**REQUIREMENTS**
Please print every line from the one containing "of the coat" through the last line of the records below, exactly as written and nothing more.

- - -

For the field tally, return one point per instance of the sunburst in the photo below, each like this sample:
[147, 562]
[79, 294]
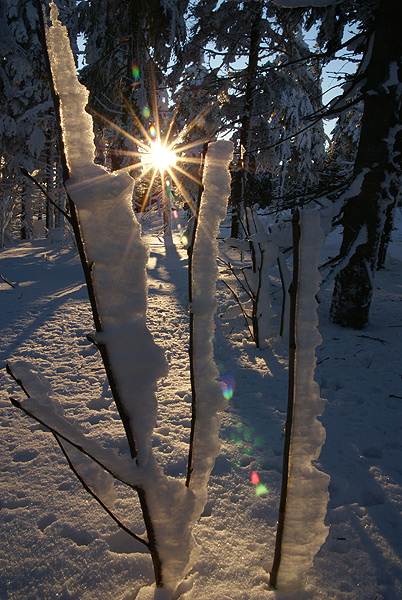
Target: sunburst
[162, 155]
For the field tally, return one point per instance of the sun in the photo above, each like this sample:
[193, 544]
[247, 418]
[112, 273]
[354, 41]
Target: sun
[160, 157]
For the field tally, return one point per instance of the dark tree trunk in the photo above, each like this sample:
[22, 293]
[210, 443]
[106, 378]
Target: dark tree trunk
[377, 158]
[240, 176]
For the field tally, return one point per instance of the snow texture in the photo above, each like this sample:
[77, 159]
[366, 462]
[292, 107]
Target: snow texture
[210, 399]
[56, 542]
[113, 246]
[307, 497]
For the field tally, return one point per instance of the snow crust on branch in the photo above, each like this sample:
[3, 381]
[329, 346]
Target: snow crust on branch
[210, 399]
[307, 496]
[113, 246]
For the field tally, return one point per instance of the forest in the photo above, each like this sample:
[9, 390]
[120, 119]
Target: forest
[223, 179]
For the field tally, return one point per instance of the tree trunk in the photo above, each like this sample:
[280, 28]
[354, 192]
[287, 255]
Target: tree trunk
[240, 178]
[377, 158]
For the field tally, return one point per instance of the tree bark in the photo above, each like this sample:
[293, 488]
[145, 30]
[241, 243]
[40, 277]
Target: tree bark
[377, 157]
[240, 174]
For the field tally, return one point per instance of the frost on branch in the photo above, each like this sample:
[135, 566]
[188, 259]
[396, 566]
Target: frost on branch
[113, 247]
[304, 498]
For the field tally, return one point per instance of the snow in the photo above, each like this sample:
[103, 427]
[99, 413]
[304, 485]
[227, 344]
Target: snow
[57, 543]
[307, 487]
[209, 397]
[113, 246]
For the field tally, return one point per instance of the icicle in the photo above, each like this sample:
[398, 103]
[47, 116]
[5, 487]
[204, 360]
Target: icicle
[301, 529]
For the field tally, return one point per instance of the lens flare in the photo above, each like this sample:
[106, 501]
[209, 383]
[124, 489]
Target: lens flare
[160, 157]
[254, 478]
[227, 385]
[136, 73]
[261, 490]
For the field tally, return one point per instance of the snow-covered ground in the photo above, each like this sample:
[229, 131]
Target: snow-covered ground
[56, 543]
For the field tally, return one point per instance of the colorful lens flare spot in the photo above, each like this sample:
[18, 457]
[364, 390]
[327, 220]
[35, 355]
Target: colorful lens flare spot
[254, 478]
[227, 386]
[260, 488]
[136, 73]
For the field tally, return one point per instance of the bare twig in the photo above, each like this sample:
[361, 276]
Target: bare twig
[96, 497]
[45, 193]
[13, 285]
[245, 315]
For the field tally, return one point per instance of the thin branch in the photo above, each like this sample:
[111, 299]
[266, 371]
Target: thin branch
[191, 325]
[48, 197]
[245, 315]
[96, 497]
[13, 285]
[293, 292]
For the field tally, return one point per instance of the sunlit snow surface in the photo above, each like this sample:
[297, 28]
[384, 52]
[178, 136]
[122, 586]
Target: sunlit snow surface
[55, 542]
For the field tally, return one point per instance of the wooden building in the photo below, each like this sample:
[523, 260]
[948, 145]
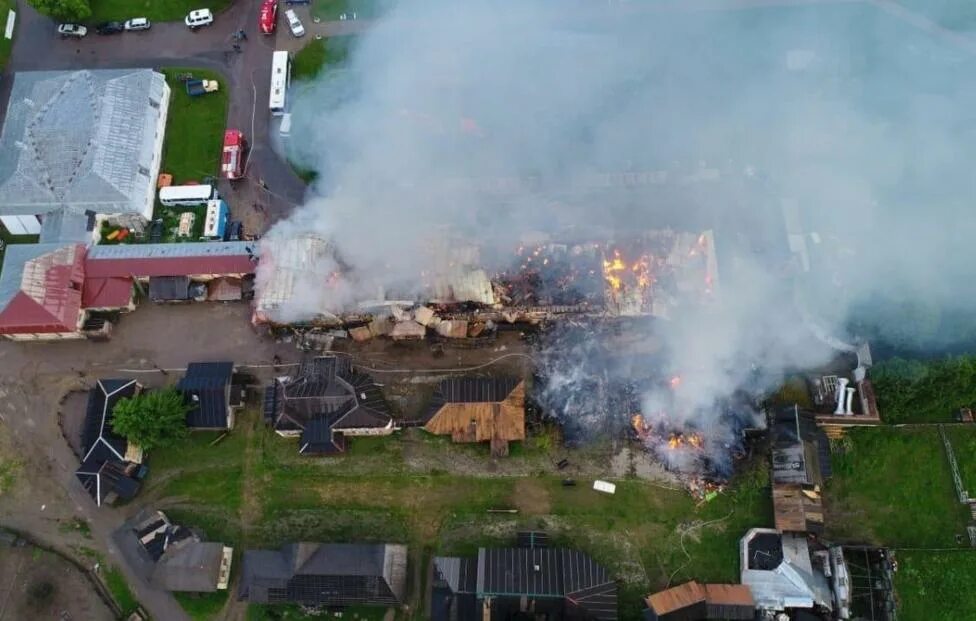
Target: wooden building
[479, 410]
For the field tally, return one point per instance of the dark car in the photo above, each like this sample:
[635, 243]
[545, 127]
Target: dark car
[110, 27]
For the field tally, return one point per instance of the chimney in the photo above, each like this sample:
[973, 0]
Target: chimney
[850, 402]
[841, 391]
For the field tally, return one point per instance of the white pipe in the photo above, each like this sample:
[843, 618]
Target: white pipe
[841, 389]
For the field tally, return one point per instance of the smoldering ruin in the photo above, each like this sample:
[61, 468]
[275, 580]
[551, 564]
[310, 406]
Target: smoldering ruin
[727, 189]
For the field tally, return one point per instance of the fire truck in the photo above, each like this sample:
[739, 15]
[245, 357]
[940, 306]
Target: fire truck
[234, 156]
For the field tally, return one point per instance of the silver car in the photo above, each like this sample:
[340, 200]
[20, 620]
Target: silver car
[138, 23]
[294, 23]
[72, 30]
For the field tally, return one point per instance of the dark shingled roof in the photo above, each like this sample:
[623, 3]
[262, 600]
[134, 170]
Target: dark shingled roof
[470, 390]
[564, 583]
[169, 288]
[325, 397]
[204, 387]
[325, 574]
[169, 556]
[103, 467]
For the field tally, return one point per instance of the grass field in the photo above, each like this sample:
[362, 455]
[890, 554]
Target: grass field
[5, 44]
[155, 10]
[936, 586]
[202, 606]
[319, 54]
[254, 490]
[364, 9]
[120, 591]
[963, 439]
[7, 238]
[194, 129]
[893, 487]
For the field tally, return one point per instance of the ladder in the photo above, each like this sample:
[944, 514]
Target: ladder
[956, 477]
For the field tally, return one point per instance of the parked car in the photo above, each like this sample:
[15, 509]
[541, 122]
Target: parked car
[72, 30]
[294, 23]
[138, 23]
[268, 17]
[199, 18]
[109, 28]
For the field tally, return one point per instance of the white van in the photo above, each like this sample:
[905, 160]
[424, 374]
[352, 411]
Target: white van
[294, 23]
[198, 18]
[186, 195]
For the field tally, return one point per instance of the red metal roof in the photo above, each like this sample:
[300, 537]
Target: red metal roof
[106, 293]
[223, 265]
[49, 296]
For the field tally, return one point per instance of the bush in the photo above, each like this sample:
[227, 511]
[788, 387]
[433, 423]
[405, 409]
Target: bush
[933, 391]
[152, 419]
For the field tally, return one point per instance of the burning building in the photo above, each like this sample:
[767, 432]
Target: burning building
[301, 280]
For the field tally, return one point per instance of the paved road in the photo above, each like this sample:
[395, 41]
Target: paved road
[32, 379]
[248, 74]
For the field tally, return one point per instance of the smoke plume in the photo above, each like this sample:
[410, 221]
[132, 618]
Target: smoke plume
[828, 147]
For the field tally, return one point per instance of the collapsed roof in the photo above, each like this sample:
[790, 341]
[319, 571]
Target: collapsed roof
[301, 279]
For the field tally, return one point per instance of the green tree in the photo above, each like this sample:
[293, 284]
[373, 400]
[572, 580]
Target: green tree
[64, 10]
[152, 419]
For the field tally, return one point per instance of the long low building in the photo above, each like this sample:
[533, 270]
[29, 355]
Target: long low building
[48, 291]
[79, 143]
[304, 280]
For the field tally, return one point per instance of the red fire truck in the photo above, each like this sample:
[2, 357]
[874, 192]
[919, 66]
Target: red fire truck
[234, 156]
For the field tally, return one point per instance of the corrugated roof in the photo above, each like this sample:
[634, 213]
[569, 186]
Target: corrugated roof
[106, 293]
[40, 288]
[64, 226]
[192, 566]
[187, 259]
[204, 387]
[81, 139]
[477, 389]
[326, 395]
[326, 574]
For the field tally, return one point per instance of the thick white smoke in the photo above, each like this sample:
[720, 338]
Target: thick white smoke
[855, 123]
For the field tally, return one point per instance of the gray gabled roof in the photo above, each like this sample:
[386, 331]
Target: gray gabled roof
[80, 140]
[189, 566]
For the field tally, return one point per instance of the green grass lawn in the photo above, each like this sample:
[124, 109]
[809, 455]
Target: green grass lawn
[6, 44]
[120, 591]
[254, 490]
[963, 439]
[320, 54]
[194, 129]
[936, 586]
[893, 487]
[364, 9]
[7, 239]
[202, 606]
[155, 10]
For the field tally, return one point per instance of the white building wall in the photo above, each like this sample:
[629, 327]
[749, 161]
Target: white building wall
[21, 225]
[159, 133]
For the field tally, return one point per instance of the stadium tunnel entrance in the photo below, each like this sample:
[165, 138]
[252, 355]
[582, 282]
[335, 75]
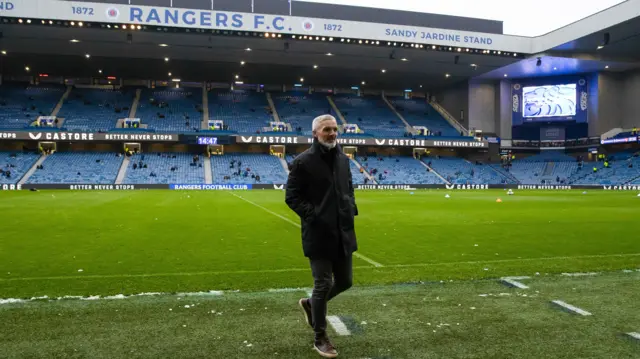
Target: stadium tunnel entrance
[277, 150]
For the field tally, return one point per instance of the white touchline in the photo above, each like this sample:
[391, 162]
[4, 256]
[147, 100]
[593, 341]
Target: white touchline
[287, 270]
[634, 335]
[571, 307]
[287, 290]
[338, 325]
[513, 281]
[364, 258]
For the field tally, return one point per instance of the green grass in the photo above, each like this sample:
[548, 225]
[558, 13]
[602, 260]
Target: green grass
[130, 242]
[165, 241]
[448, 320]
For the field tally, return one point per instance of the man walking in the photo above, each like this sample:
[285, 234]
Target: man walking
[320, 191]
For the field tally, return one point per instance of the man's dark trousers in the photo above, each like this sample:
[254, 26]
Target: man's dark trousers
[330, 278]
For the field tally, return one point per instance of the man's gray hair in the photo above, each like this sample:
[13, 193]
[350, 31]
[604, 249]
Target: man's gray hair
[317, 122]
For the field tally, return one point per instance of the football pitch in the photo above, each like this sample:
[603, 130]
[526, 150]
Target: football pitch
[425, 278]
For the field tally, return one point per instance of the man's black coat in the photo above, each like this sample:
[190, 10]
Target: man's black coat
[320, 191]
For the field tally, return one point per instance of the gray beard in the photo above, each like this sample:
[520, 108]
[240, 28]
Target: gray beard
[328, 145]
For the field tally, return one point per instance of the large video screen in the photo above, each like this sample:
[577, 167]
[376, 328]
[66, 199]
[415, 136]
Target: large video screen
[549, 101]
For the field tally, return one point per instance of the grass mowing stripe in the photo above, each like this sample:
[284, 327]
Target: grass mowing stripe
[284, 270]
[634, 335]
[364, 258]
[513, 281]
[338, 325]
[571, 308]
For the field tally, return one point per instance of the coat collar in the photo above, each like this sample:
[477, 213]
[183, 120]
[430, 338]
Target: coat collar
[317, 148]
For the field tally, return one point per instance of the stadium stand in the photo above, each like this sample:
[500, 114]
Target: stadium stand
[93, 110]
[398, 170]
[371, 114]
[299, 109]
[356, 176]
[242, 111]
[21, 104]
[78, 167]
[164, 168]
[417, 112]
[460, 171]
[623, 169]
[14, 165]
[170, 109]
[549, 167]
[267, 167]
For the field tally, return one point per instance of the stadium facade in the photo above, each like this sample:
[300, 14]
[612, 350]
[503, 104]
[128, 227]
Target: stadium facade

- - -

**EXPECTED OUTPUT**
For the field tally, return one point per instance of the coat collar in the photo above, each like this sample:
[477, 213]
[183, 120]
[430, 338]
Target: coat collar
[317, 148]
For the field tally, return one point per instance of the stadium stand in the photo above, each like this sample:
[500, 114]
Target: stadium stand
[93, 110]
[398, 170]
[371, 114]
[299, 109]
[356, 176]
[242, 111]
[21, 104]
[78, 167]
[164, 168]
[417, 112]
[460, 171]
[623, 169]
[14, 165]
[170, 109]
[549, 167]
[267, 167]
For the field tally, return one point per instance of the stadium facade in the photo above, each like this sample:
[300, 14]
[612, 350]
[503, 104]
[128, 227]
Target: stadium facade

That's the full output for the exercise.